**Dataset records:**
···
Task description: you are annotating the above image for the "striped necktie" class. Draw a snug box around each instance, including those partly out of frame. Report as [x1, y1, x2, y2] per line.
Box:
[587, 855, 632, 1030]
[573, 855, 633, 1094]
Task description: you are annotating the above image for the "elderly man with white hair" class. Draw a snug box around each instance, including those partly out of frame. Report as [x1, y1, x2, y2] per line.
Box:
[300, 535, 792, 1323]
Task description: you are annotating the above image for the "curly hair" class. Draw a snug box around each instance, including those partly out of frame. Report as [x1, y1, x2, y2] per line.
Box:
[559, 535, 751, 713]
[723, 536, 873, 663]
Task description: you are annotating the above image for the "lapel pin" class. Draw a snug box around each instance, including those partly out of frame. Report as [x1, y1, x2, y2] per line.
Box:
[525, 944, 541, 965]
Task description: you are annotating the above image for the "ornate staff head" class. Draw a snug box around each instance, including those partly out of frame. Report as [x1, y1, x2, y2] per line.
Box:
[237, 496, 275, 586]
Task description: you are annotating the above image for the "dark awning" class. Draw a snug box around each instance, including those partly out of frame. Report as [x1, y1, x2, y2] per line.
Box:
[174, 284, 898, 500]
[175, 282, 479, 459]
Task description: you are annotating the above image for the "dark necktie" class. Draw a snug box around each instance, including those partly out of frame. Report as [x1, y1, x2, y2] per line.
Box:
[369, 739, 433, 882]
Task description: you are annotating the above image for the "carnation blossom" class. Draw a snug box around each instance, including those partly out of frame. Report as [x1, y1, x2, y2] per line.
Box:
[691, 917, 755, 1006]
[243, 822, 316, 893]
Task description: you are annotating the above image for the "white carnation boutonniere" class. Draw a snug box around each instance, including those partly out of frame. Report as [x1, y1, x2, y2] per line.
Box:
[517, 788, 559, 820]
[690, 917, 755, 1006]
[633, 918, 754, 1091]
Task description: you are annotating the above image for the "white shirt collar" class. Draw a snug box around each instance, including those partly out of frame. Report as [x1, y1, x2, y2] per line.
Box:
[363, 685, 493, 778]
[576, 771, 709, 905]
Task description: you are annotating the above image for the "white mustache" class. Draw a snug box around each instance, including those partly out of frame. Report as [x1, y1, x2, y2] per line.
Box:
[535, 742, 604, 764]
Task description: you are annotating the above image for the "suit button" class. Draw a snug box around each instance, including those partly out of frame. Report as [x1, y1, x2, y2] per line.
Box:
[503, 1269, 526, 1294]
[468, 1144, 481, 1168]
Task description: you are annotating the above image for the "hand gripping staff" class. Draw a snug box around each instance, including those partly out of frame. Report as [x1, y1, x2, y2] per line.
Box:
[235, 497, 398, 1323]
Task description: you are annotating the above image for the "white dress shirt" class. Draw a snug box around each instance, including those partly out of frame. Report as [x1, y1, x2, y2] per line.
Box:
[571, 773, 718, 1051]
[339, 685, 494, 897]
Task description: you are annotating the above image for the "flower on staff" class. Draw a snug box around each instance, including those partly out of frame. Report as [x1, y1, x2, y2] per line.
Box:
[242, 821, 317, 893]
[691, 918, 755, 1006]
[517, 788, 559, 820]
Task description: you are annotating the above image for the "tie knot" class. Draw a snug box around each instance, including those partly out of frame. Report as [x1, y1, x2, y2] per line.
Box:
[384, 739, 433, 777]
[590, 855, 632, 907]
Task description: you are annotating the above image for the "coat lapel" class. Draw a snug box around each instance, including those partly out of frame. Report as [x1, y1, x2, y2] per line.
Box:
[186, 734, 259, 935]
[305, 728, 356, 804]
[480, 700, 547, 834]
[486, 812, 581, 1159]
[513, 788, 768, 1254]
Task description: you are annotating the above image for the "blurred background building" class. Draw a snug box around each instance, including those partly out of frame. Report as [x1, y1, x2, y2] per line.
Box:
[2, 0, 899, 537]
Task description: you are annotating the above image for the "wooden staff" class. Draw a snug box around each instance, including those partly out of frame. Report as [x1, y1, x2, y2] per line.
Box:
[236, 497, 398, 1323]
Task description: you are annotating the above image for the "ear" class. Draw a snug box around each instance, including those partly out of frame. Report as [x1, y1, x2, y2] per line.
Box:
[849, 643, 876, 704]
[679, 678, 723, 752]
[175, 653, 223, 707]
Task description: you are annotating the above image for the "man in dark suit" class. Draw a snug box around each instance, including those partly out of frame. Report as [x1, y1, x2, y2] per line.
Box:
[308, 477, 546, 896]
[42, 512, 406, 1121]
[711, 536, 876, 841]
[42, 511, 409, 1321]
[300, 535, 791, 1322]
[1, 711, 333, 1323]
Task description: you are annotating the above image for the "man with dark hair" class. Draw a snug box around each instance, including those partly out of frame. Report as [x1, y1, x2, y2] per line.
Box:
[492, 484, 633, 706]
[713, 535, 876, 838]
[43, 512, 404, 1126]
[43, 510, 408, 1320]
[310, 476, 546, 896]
···
**What is expected:** What lines above contain the word "shirt"? Please copy each one.

**Result of the exercise:**
Task description: you are annotating the above image for the "white shirt collar" class. Draw a snug box around each instance, including those partly out of frame. Report as [x1, y1, x2, y2] per line.
Task description: you are annotating the above image for the "white dress shirt" class. Draw a snug box around each instance, including those partly out of frame. Report as [x1, y1, x2, y2] per line.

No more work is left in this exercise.